# TASK DIRECTIONS
Copy out, unchanged, the lines in the records below that start with the line containing "the blue and" and end with the line containing "Target: blue and red hockey glove", including both of those lines and nothing else.

☆ ☆ ☆ ☆ ☆ ☆ ☆

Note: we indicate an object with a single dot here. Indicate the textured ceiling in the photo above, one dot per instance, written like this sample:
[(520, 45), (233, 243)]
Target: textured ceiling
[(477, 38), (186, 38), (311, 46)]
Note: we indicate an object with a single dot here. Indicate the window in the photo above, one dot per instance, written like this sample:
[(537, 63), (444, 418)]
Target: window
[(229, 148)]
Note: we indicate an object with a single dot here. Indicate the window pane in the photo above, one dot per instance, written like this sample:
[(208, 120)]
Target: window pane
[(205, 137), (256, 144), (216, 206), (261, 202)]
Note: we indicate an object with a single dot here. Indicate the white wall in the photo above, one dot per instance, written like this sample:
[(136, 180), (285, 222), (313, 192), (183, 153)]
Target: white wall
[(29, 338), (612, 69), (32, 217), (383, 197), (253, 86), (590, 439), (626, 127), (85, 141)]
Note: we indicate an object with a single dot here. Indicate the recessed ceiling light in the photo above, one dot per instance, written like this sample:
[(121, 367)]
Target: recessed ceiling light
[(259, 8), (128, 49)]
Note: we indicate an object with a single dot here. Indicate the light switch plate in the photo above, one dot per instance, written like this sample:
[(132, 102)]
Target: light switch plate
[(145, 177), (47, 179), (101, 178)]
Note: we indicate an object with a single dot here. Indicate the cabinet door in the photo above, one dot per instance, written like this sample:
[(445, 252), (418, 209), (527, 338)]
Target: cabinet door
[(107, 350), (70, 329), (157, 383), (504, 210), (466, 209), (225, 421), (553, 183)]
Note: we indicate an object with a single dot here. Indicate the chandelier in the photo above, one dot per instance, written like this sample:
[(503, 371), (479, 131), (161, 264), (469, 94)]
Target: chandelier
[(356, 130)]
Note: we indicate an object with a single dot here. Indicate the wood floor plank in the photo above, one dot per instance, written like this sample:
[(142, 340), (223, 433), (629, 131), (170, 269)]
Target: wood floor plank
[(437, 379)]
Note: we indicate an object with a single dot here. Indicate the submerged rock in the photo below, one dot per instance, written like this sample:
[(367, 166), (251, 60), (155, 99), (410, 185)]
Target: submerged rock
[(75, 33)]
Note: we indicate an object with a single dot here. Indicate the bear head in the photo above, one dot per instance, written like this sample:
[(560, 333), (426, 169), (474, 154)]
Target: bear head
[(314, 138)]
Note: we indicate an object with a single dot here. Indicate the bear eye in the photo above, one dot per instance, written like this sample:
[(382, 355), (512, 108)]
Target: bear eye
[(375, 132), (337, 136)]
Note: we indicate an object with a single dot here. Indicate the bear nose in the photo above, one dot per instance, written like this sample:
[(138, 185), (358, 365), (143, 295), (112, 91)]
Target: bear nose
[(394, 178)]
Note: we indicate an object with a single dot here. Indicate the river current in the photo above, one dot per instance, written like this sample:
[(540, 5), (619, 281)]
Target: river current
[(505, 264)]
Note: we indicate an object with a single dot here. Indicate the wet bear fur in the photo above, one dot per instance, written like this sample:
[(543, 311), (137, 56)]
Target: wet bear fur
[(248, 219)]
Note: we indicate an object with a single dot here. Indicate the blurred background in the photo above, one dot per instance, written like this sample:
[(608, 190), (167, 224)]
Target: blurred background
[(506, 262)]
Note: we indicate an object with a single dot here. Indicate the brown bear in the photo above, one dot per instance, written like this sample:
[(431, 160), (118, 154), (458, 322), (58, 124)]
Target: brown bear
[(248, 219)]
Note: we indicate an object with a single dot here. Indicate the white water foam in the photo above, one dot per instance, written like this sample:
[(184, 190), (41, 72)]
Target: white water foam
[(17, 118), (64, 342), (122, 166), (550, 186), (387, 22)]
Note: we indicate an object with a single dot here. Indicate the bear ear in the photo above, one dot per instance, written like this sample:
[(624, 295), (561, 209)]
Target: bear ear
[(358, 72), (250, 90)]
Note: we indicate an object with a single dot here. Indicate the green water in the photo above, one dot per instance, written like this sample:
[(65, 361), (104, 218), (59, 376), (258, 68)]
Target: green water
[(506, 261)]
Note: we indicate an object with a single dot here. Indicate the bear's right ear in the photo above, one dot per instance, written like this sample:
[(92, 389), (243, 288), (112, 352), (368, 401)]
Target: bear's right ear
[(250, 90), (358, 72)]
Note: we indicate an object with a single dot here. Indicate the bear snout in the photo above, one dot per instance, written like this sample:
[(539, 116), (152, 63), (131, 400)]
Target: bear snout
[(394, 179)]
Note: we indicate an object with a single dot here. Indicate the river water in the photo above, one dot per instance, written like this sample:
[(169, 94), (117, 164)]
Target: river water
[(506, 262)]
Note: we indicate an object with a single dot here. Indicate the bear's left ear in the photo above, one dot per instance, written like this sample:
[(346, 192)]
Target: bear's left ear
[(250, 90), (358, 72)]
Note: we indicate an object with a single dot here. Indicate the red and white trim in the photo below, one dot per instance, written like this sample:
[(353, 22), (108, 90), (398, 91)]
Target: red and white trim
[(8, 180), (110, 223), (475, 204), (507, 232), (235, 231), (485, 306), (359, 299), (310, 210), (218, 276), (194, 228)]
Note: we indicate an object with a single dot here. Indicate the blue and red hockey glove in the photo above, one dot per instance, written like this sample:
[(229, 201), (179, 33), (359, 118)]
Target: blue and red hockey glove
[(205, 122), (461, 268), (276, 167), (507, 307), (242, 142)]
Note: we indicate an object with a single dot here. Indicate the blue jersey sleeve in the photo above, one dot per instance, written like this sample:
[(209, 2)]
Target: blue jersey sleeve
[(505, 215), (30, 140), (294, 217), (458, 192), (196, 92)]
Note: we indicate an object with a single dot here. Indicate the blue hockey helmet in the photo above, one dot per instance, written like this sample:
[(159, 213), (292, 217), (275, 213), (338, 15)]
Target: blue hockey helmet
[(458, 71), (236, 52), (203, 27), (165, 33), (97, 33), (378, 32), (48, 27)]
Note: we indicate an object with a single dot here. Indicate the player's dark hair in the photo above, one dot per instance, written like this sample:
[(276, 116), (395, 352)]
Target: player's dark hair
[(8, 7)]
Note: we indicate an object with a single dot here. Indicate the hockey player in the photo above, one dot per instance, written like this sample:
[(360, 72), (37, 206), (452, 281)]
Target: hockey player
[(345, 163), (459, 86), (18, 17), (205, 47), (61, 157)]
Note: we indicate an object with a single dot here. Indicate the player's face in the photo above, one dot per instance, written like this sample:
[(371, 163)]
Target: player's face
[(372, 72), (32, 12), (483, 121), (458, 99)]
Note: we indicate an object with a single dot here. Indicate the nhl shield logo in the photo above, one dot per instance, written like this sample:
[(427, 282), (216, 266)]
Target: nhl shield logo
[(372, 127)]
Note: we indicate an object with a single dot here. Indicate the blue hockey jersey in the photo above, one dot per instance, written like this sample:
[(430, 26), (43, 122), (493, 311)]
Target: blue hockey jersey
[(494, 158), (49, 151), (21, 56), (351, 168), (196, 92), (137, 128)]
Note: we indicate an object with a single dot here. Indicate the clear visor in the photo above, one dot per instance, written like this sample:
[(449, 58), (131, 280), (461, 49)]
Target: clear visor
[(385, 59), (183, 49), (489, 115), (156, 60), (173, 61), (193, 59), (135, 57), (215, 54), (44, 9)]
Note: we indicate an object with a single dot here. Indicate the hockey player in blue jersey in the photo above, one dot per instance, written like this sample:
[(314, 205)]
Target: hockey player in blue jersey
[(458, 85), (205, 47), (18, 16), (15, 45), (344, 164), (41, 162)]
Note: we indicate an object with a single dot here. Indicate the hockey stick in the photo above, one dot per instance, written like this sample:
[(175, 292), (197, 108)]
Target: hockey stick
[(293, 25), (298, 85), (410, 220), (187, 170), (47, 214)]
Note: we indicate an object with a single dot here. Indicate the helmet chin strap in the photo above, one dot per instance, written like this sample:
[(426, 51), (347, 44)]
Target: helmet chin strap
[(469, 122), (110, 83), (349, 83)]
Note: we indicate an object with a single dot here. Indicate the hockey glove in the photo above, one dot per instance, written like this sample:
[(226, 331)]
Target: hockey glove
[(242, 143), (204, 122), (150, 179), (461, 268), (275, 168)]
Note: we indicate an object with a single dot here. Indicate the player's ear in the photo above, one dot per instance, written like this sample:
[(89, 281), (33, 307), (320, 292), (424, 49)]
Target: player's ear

☆ ☆ ☆ ☆ ☆ ☆ ☆

# PROBLEM SOLUTION
Note: we indicate an object with a single dot here. Indicate the blue and red hockey glove in the photo above, one dot per instance, written like this sample:
[(229, 201), (179, 33), (359, 118)]
Target: blue and red hockey glove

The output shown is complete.